| Activity |
Please set down every entry from the listing below, word for word.

| Record set |
- - - -

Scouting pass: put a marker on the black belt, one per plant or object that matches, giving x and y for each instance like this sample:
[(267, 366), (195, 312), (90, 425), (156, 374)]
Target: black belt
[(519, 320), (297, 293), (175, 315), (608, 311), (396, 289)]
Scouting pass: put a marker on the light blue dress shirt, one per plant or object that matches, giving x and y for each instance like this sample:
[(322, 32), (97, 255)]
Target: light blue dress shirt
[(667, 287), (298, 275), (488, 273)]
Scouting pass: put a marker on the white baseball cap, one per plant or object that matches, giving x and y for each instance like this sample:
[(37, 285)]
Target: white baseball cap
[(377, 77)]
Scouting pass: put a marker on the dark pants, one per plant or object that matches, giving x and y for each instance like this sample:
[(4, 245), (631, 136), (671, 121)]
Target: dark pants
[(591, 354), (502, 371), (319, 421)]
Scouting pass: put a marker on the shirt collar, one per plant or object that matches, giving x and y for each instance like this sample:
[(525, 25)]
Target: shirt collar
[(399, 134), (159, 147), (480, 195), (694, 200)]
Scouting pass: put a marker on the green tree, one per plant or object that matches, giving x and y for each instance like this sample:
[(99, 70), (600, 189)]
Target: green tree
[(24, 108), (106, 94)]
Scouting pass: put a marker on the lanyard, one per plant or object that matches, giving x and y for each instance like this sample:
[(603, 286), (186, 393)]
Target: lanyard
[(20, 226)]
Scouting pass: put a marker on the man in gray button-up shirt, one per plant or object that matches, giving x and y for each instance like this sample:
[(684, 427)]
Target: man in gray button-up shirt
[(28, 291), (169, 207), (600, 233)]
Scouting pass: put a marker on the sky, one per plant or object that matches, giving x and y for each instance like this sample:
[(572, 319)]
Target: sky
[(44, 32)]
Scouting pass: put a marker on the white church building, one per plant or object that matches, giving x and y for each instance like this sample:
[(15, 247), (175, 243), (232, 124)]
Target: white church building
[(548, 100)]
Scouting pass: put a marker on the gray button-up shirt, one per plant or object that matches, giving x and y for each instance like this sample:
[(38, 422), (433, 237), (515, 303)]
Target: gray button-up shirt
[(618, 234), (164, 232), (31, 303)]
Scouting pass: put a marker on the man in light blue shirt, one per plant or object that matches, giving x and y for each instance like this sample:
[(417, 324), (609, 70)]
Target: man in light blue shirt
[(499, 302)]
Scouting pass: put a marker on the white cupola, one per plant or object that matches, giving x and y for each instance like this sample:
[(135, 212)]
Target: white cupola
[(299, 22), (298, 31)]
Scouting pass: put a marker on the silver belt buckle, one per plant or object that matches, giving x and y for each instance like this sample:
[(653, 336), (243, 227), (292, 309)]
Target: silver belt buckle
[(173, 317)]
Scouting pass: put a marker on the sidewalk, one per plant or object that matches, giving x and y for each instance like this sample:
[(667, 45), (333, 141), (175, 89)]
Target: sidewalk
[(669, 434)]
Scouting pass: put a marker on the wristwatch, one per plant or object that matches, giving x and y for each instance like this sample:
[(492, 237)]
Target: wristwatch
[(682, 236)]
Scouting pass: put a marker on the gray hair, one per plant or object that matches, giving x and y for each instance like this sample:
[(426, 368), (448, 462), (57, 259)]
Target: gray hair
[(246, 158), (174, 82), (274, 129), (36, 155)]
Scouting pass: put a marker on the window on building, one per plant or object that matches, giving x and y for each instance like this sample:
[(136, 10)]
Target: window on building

- - - -

| Written response |
Scouting pass: put a marker on the black belt, one per plant or object that matches, giving x and y for each instance like this sample:
[(267, 366), (195, 312), (90, 425), (156, 374)]
Target: black belt
[(519, 320), (297, 293), (175, 315), (608, 311), (396, 289)]
Scouting pass: put a marker on the light blue dress shirt, one per plant or object that matches, giving x and y for each instance like this sample:
[(322, 32), (97, 255)]
Target: light blue dress shirt
[(667, 287), (298, 275), (488, 273)]
Scouting pass: put a marker on the white baseball cap, one per plant or object that matches, giving x and y for each instance like this sample:
[(37, 285)]
Target: white baseball cap
[(377, 77)]
Scouting pass: put a marker on the dark pants, one per plant or object that matches, giving x and y for each instance like this sample:
[(4, 245), (631, 136), (671, 121)]
Target: dark pants
[(591, 354), (502, 371), (319, 421)]
Scouting pass: put a marker on the shirt collar, one per plant or object that matches, giving x and y for each instance like this sample:
[(525, 25)]
Target: shirt collar
[(399, 134), (159, 147), (480, 195), (694, 200)]
Scouting pass: put a marker on the green tree, one per plant or object that matches, giving x and y for each instance like this sample:
[(99, 70), (600, 189)]
Target: green tree
[(24, 108), (106, 94)]
Scouting pass: put a marker on the lanyard, one per plant or object that matches, giving x and y for each instance like this sample:
[(603, 286), (186, 393)]
Target: lanyard
[(20, 226)]
Scouting pass: put a marker on the man in gray button-up shirt, one per plant or object that matches, giving x and y for each instance like this sample:
[(684, 427)]
Target: man in gray button-up shirt
[(28, 291), (169, 207), (600, 233)]
Scouting pass: put a marker on the sky, one per plant or object that matches, giving x and y for each instance like this sample:
[(572, 319)]
Target: sky
[(44, 32)]
Scouting pass: put a marker on the white church building, one per plant or object that matches, giving x and y for each instance like this sample:
[(15, 247), (175, 243), (232, 124)]
Target: white church building
[(548, 100)]
Scouting pass: put a marker on the gray button-up shirt, one per plant or object that matches, giving x and y for each instance like this sample:
[(38, 422), (433, 237), (515, 303)]
Target: gray button-up shirt
[(618, 234), (164, 232), (31, 303)]
Scouting pass: put a marker on the man in light blue shirt, one per plant or object that matches, giving x and y for each instance like this sample:
[(417, 324), (609, 70)]
Target: man in light blue shirt
[(499, 302)]
Scouting pass: put a marker on the white cupola, one per plant or object that matches, giving x and y for each instance like this sample:
[(135, 212)]
Target: white cupola
[(299, 22), (298, 31)]
Scouting pass: put a marker on the silver belt buckle, one per plant or object that matches, giving x and y for each instance like this sample:
[(653, 336), (243, 227), (292, 309)]
Target: silver belt buckle
[(173, 317)]
Scouting pass: put a marker on the sidewalk, one per plant or object that matches, giving x and y for each instance like this sample:
[(667, 45), (333, 141), (175, 89)]
Target: sidewalk
[(669, 434)]
Scouting pass: put a marker on the wristwatch, one per plant or object that matches, giving x and y for each instance like this sample:
[(492, 237)]
Target: wristwatch
[(682, 236)]
Scouting pass: put a marker on the gray hair, one per plant or object that matches, giving x and y for each instance like this sample:
[(426, 368), (448, 462), (57, 259)]
Target: gray hair
[(246, 158), (174, 82), (274, 129), (36, 155)]
Scouting pass: put a marker on the window on building, one per plant or object that matches, giving x and y for each instance like this sample:
[(136, 10)]
Target: window on building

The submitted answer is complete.